Extract to read:
┄┄┄┄┄┄┄┄┄┄

Coffee Break: Armed Madhouse – Armed Transgression

In war, behavioral and ethical norms rarely collapse all at once. They erode step by step. The current Middle East conflict has demonstrated this progression with unsettling clarity through a sequence of assassinations. Targeted killings of Hamas officials were followed by a deadly strike on Hezbollah leadership. These operations gradually normalized cross-border decapitation strikes as instruments of policy. The progression culminated in the killing of Ayatollah Khamenei, the head of state of Iran, and a leading Shia religious authority, whose position historically placed him beyond the reach of wartime targeting.

The killing of militant commanders was justified as counterterrorism. The expansion of strikes across national borders was framed as a necessary response to regional threats. By the time the campaign reached the level of state leadership, the conventional barrier separating battlefield violence from political authority had weakened. What once would have been regarded as an extraordinary breach of norms could now be presented as a logical extension of earlier actions.

┄┄┄┄┄┄┄┄┄┄

Available data:
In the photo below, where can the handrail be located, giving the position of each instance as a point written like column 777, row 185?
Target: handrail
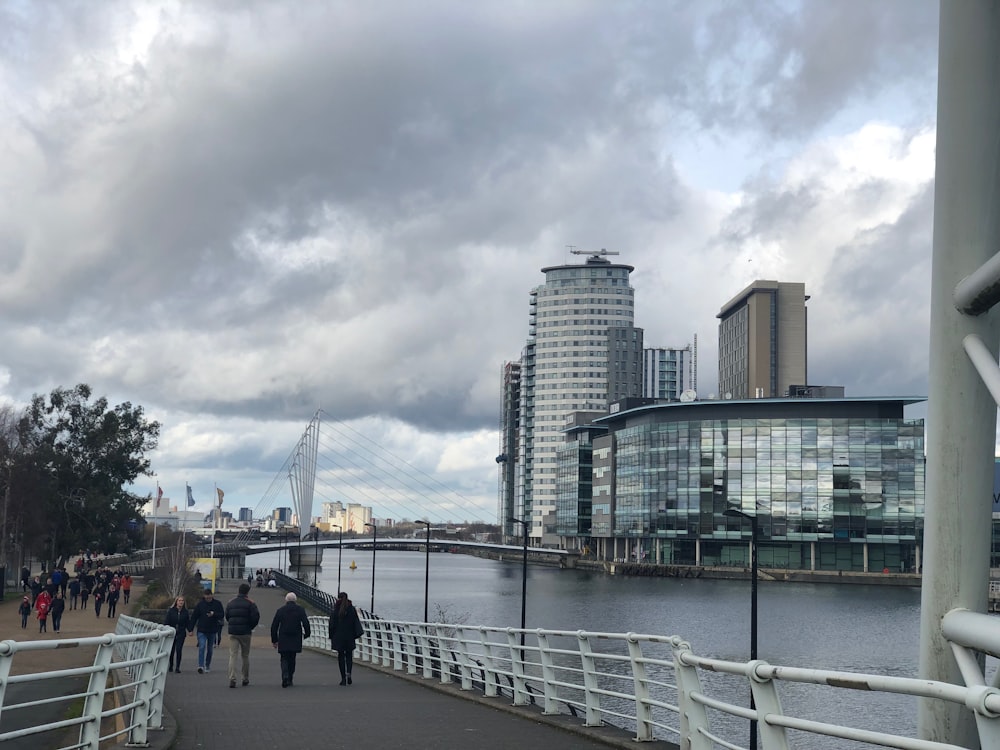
column 658, row 687
column 135, row 655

┄┄┄┄┄┄┄┄┄┄

Requests:
(A) In the passage on wartime assassinations, what justification was given for killing militant commanders?
(B) Repeat, word for word, the section of the passage on wartime assassinations that begins at the words "In war, behavioral" and stops after "of wartime targeting.".

Answers by task:
(A) It was justified as counterterrorism.

(B)
In war, behavioral and ethical norms rarely collapse all at once. They erode step by step. The current Middle East conflict has demonstrated this progression with unsettling clarity through a sequence of assassinations. Targeted killings of Hamas officials were followed by a deadly strike on Hezbollah leadership. These operations gradually normalized cross-border decapitation strikes as instruments of policy. The progression culminated in the killing of Ayatollah Khamenei, the head of state of Iran, and a leading Shia religious authority, whose position historically placed him beyond the reach of wartime targeting.